Stored data entries:
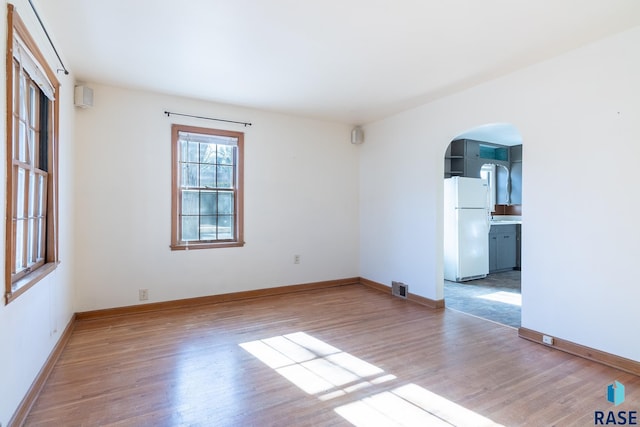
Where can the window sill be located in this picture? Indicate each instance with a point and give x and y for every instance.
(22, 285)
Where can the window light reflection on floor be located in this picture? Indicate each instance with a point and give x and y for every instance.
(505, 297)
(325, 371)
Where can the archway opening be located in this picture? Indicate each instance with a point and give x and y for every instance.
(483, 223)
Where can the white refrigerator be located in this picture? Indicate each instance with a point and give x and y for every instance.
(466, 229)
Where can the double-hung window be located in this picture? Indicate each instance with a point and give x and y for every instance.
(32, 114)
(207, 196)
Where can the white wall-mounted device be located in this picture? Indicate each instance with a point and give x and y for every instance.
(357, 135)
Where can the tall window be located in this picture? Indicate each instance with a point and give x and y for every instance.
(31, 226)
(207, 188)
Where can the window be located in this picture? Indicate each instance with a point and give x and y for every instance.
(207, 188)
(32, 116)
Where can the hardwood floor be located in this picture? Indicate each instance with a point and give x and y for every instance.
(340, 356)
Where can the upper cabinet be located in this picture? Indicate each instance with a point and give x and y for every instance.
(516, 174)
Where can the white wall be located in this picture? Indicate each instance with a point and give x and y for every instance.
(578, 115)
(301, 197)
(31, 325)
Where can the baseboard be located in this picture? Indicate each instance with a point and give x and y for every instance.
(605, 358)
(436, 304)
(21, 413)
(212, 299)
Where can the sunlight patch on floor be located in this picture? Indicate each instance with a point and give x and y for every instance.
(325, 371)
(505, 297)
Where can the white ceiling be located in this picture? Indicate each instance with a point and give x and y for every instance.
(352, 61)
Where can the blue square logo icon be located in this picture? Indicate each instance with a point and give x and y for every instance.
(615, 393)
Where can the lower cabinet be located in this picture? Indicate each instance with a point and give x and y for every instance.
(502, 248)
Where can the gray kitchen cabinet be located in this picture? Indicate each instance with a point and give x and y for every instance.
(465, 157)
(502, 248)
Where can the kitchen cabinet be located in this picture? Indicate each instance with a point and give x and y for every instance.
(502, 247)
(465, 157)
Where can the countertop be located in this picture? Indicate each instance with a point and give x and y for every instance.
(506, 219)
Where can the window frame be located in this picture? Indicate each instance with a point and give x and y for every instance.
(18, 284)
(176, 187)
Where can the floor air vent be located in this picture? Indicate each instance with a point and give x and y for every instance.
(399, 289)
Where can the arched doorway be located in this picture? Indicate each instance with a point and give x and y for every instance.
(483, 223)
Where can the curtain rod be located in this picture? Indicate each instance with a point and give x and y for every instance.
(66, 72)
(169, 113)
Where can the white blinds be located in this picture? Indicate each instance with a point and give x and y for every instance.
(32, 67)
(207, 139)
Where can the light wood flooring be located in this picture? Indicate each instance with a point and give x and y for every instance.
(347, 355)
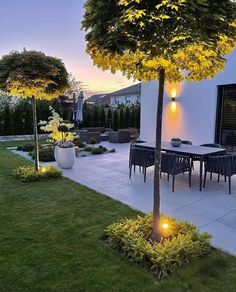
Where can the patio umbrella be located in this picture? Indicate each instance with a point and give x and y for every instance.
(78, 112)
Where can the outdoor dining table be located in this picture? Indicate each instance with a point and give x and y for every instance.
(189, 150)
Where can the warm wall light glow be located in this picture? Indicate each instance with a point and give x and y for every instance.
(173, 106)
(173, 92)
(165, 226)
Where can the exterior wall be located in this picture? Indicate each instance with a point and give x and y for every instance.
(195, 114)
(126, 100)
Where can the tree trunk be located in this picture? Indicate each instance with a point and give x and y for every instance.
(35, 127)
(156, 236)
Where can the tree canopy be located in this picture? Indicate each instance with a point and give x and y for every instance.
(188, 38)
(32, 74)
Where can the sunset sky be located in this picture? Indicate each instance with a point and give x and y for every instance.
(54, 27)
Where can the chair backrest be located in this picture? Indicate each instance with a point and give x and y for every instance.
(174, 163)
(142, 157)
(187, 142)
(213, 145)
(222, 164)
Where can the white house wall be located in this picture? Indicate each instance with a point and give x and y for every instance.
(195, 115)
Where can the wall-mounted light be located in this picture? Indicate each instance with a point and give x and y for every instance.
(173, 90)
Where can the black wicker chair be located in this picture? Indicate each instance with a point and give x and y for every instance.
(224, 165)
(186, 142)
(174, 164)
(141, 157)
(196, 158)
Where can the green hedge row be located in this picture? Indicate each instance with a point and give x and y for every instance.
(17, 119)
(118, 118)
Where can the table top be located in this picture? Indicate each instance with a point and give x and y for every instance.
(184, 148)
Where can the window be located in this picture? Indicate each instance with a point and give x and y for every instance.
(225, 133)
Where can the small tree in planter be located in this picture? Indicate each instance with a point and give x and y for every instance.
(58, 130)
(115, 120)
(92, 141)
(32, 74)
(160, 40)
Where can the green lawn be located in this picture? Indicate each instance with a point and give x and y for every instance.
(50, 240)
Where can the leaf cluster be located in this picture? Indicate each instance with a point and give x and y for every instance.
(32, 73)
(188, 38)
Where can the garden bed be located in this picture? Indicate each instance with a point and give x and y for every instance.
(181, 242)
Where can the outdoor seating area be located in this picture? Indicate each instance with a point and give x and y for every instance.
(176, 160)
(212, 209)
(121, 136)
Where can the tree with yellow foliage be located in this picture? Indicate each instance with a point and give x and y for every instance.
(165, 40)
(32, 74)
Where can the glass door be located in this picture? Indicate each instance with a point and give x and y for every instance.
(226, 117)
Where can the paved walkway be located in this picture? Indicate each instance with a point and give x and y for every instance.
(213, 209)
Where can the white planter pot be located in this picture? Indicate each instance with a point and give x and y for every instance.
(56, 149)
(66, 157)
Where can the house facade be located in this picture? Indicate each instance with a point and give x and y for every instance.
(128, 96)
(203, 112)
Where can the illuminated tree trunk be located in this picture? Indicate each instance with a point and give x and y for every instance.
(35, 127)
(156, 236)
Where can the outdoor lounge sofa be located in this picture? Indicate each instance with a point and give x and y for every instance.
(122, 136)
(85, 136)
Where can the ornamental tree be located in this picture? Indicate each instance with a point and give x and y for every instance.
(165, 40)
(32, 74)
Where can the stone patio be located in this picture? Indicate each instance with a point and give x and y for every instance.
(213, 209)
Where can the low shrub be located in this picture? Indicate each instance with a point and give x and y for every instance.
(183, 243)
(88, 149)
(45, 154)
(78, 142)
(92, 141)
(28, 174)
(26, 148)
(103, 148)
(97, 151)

▶ _What you will do_:
All lines from the one containing "Where can the outdoor lounge" to the end of the data above are to be set down exactly; no others belong in the answer.

▶ _Output of the exercise_:
Where can the outdoor lounge sofa be located in this picture? Indicate each instance with a point and give x and y for every instance.
(122, 136)
(85, 136)
Where can the ornamental tree be located in this picture? Indicate each instance with a point and give x and y for every instance.
(165, 40)
(32, 74)
Where can the stone patio be located in this picture? Indicate each instance with a point and give x and y for every instance.
(213, 209)
Where can the low shrub be located in this picture? Indicate each instance with a point and give x and y for every instance.
(183, 243)
(88, 149)
(45, 154)
(78, 142)
(92, 141)
(28, 174)
(26, 148)
(103, 148)
(97, 151)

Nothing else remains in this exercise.